Named-object pointing records:
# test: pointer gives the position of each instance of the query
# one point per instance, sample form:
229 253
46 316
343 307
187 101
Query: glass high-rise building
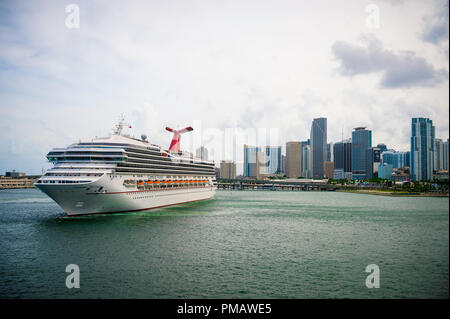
273 159
318 146
422 149
361 141
396 159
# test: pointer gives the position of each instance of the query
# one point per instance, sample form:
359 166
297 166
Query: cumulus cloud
436 26
401 69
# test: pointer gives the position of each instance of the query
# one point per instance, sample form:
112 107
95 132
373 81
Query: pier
17 182
275 185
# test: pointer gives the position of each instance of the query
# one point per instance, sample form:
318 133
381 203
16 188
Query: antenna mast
120 125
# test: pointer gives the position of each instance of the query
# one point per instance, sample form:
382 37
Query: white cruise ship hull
86 199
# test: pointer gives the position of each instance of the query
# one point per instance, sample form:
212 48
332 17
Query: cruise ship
120 173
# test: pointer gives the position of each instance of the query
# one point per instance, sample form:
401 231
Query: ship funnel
175 144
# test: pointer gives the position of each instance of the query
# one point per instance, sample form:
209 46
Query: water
242 244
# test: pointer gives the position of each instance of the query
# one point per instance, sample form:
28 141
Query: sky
69 69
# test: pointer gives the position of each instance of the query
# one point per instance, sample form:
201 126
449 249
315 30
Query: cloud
401 69
436 26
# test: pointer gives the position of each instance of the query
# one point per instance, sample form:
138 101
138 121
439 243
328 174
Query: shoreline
391 194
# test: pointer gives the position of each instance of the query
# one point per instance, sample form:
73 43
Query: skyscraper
272 159
293 159
330 152
306 161
266 163
445 155
373 160
438 156
361 141
250 160
318 146
422 149
342 158
396 159
382 147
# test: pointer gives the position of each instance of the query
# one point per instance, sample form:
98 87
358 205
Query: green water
242 244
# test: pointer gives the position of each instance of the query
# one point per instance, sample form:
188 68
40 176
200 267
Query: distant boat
124 174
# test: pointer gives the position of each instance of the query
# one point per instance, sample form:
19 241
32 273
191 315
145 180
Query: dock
17 182
276 185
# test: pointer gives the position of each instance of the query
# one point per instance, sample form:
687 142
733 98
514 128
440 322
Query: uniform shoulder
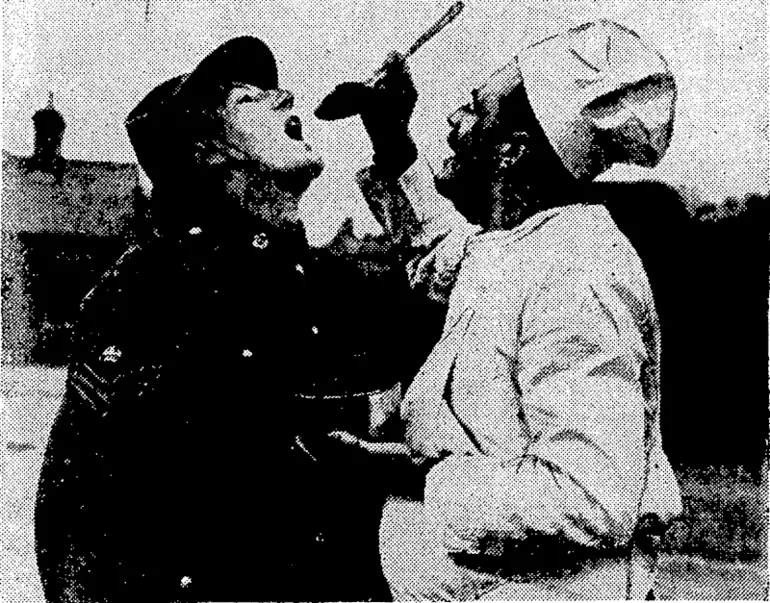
117 307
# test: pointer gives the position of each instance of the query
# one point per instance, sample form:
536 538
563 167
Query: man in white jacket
538 410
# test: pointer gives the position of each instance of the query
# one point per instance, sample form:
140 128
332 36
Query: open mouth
293 128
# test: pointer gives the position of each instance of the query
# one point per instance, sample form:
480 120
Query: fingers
346 438
345 100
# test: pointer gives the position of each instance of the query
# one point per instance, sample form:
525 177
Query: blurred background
73 199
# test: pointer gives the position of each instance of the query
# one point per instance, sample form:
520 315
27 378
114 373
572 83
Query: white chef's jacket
542 396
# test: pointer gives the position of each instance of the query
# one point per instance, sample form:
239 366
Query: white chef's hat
602 97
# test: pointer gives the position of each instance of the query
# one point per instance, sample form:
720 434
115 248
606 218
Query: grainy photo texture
384 301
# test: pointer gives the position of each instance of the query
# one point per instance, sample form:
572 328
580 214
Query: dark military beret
165 121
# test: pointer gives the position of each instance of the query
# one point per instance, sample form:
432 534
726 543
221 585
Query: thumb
347 99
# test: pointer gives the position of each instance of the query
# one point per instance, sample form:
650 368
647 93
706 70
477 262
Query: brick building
63 223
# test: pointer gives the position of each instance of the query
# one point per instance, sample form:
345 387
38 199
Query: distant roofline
80 162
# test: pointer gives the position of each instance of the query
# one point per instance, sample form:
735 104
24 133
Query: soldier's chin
296 176
449 180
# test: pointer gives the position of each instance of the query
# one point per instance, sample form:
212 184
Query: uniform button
260 241
111 354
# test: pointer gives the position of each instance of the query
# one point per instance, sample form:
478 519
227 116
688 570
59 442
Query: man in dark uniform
182 463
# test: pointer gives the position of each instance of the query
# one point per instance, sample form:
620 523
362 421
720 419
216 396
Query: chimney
49 129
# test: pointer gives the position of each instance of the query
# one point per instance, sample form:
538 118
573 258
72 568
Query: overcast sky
100 57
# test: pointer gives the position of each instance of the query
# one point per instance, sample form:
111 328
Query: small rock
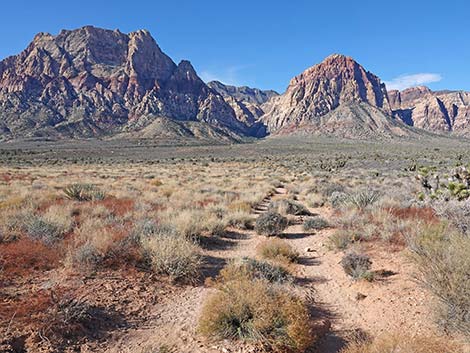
360 296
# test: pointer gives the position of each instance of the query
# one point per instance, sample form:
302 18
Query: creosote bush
277 250
363 199
441 255
356 265
271 223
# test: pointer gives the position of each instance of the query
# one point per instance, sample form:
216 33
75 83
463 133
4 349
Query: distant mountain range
93 82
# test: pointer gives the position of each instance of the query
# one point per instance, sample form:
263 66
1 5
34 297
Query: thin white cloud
229 76
405 81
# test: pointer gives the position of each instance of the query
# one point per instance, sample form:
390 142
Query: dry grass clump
173 255
83 192
254 269
373 224
397 343
256 311
271 223
277 250
288 207
441 255
315 223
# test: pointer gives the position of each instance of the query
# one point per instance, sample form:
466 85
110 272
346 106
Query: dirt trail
392 304
174 319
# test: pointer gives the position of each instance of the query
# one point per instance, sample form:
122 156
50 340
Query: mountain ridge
93 82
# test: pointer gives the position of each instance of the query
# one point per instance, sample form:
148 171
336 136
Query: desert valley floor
300 244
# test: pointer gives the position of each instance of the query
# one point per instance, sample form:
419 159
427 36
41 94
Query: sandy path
395 303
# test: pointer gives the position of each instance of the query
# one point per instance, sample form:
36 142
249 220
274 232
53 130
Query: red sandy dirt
147 314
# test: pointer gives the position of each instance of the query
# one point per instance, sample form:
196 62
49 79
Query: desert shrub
442 260
337 199
330 189
175 256
391 343
315 200
363 199
240 220
356 265
456 212
288 207
83 192
189 223
240 206
271 223
277 249
340 240
315 223
254 310
215 226
254 269
39 228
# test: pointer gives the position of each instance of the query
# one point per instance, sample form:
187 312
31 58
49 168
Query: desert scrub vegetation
315 223
172 255
271 224
277 250
391 343
83 192
257 311
441 255
255 270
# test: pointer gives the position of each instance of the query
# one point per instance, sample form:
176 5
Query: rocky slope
96 82
246 102
337 97
441 111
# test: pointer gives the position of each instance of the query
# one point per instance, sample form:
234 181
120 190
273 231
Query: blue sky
265 43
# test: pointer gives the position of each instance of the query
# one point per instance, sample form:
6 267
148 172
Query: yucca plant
83 192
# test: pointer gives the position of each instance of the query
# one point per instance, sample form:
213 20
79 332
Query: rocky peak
319 90
446 111
91 81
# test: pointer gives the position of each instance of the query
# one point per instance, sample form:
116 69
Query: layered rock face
336 97
94 82
442 111
246 102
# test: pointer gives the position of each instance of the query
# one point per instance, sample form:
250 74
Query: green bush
442 257
43 230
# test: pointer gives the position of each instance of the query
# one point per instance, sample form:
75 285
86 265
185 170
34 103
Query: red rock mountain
94 82
338 97
444 111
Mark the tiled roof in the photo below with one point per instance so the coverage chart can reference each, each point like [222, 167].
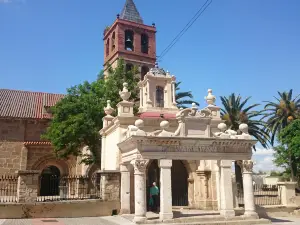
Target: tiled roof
[34, 143]
[26, 104]
[131, 13]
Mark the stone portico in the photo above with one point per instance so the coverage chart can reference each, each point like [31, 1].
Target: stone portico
[167, 135]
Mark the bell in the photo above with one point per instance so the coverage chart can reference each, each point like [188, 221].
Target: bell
[128, 41]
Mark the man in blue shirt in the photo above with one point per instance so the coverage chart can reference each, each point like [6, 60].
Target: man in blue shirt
[154, 197]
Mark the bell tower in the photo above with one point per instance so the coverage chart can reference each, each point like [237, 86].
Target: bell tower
[130, 39]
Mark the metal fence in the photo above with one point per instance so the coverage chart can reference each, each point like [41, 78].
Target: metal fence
[8, 188]
[263, 195]
[55, 188]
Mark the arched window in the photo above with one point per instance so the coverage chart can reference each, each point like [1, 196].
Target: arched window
[144, 71]
[144, 43]
[129, 40]
[129, 67]
[107, 47]
[50, 179]
[113, 40]
[159, 96]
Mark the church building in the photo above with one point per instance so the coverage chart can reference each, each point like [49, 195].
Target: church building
[180, 150]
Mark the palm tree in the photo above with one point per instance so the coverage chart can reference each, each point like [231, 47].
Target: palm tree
[183, 98]
[281, 112]
[235, 112]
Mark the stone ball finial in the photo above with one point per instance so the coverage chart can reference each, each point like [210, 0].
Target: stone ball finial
[108, 109]
[210, 98]
[244, 128]
[164, 125]
[139, 123]
[222, 127]
[125, 94]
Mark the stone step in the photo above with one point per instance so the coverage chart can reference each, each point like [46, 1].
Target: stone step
[226, 222]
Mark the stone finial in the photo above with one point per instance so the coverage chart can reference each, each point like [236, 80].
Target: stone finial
[164, 125]
[108, 109]
[244, 128]
[139, 123]
[210, 98]
[222, 127]
[125, 94]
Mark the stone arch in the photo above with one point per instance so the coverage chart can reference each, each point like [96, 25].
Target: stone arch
[179, 166]
[49, 160]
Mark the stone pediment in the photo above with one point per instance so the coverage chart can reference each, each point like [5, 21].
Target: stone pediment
[185, 148]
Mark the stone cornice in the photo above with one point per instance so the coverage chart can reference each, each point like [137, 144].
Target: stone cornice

## TASK OBJECTIVE:
Convert the stretch from the line containing "Mark the stone pediment" through the end of the records into a JSON list of strings, one string per line, with blank lines left out.

## EXPECTED ANSWER:
[
  "Mark the stone pediment in the photo above with one point per instance so the coverage chart can reference each, each point like [5, 21].",
  "Target: stone pediment",
  "[185, 148]",
  "Mark the stone cornice in the photo above with one point per instance so the coverage chart can reference each, each point like [137, 144].",
  "Target: stone cornice"
]